EXTRACTO PROPORCIONADO
┄┄┄┄┄┄

Pero acaso, el episodio que resulta el mejor precedente de lo realizado por Trump, lo encontramos en la campaña amenazadora de Barry Goldwater en la campaña contra Lyndon B. Johnson a un año de la tragedia de Dallas y con el repulsivo asesinato de Kennedy aún en la mayor parte de los corazones de los estadounidenses. Barry, fuera de foco, trató de ser incendiario y acabó sembrando temores cuando el mundo se había debatido dos veces ante la posibilidad de una tercera confrontación universal, durante la crisis de los misiles y el magnicidio referido. 

Sin género de dudas, Goldwater representó los ominosos complejos del norteamericano común que cree ser superior por nacimiento y policía universal por derivación. Fuera de los Estados Unidos, su figura fue casi una abominación dantesca que no podía ganar, se decía, porque de lograr penetrar a la residencia oficial seguramente se desataría una crisis general irreversible. Era un verdadero peligro por su talante provocador y la esencia de un discurso complejo que no podía ocultar el odio ancestral de los llamados “gringos” –“Green go home”, como expresaron los mexicanos invadidos en 1847-, contra quienes eran visto, nada más, como males necesarios si se dejaban explotar.

El paralelismo con Trump es evidente. La diferencia es que Trump ganó.

┄┄┄┄┄┄

REQUISITOS
a) En el extracto sobre Goldwater y Trump, ¿contra quién dirigió Barry Goldwater su campaña amenazadora?
b) ¿Puedes resumir en dos oraciones el extracto sobre Goldwater y Trump?
c) Transcribe del extracto sobre Goldwater y Trump el pasaje que va desde "Sin género de" hasta "que Trump ganó.", incluido este último.

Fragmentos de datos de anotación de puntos
┄┄┄┄┄┄

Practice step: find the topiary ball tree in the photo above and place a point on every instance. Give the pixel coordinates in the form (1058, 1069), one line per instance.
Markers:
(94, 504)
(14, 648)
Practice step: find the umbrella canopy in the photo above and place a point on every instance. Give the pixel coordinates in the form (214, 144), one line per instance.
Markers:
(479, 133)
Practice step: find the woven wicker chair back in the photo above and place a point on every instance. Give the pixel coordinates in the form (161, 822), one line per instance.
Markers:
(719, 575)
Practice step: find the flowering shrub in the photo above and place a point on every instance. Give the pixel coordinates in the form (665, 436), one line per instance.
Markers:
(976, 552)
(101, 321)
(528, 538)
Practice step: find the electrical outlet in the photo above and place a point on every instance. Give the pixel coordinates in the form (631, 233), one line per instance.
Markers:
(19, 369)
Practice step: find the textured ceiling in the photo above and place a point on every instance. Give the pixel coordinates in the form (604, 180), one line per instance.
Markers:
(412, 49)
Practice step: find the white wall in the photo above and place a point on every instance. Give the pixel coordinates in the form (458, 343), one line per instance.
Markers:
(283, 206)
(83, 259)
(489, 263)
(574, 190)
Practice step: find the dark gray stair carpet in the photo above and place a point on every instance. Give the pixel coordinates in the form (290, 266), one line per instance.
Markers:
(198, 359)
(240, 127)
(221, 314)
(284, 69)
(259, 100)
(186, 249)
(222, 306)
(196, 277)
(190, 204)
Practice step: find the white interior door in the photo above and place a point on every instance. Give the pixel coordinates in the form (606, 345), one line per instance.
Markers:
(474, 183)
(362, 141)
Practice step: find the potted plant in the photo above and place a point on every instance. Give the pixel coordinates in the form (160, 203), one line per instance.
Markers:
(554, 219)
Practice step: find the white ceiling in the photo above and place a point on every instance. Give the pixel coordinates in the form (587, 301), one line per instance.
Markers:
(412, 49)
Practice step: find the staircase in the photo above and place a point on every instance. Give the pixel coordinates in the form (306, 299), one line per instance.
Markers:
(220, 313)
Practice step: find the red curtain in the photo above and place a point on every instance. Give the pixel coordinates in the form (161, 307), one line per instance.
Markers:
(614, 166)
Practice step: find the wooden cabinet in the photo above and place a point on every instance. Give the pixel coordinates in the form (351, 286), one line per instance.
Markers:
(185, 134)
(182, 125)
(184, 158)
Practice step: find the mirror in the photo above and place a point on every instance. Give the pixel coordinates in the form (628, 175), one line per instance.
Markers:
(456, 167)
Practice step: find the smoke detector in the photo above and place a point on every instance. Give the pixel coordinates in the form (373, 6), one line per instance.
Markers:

┄┄┄┄┄┄

RESULTADOS ESPERADOS
a) Contra Lyndon B. Johnson.

b) La campaña amenazadora de Barry Goldwater contra Lyndon B. Johnson se presenta como posiblemente el mejor precedente de lo realizado por Trump, pues Goldwater fue incendiario, sembró temores y fuera de Estados Unidos se le veía como un peligro capaz de desatar una crisis general. El paralelismo con Trump se considera evidente, con la diferencia de que Trump ganó.

c)
Sin género de dudas, Goldwater representó los ominosos complejos del norteamericano común que cree ser superior por nacimiento y policía universal por derivación. Fuera de los Estados Unidos, su figura fue casi una abominación dantesca que no podía ganar, se decía, porque de lograr penetrar a la residencia oficial seguramente se desataría una crisis general irreversible. Era un verdadero peligro por su talante provocador y la esencia de un discurso complejo que no podía ocultar el odio ancestral de los llamados “gringos” –“Green go home”, como expresaron los mexicanos invadidos en 1847-, contra quienes eran visto, nada más, como males necesarios si se dejaban explotar.

El paralelismo con Trump es evidente. La diferencia es que Trump ganó.